• Your objective
In the records below, swap every "record the position" for "note the location" and reproduce them with nothing else altered. Omit the pictures from your output.

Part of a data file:
Start
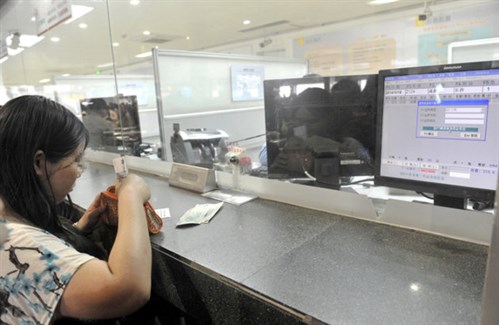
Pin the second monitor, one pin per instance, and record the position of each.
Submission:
(321, 130)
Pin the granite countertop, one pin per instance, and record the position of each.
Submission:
(335, 269)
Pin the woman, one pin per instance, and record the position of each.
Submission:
(48, 268)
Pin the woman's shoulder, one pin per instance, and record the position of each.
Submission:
(21, 236)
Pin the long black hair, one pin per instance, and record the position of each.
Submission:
(27, 124)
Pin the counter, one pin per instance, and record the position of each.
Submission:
(267, 262)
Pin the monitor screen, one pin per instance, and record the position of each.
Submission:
End
• Final result
Pin the second monitor, one pin per instance, and note the location of each.
Submission:
(321, 130)
Pin the granite countertop, one pin per instance, and note the location of each.
Submission:
(335, 269)
Pin the woman, one pin per instance, and note the location of each.
Submission:
(48, 268)
Pin the woman's shoulder, one pin per instance, and note the location of each.
Submission:
(21, 236)
Pin the long black hair, one pin per instance, and note the location of each.
Submission:
(27, 124)
Pin the counter, one pin per instance, and note the location of each.
Submission:
(267, 262)
Pin the monitor screen, one pin per instance, and note the location of each.
Submission:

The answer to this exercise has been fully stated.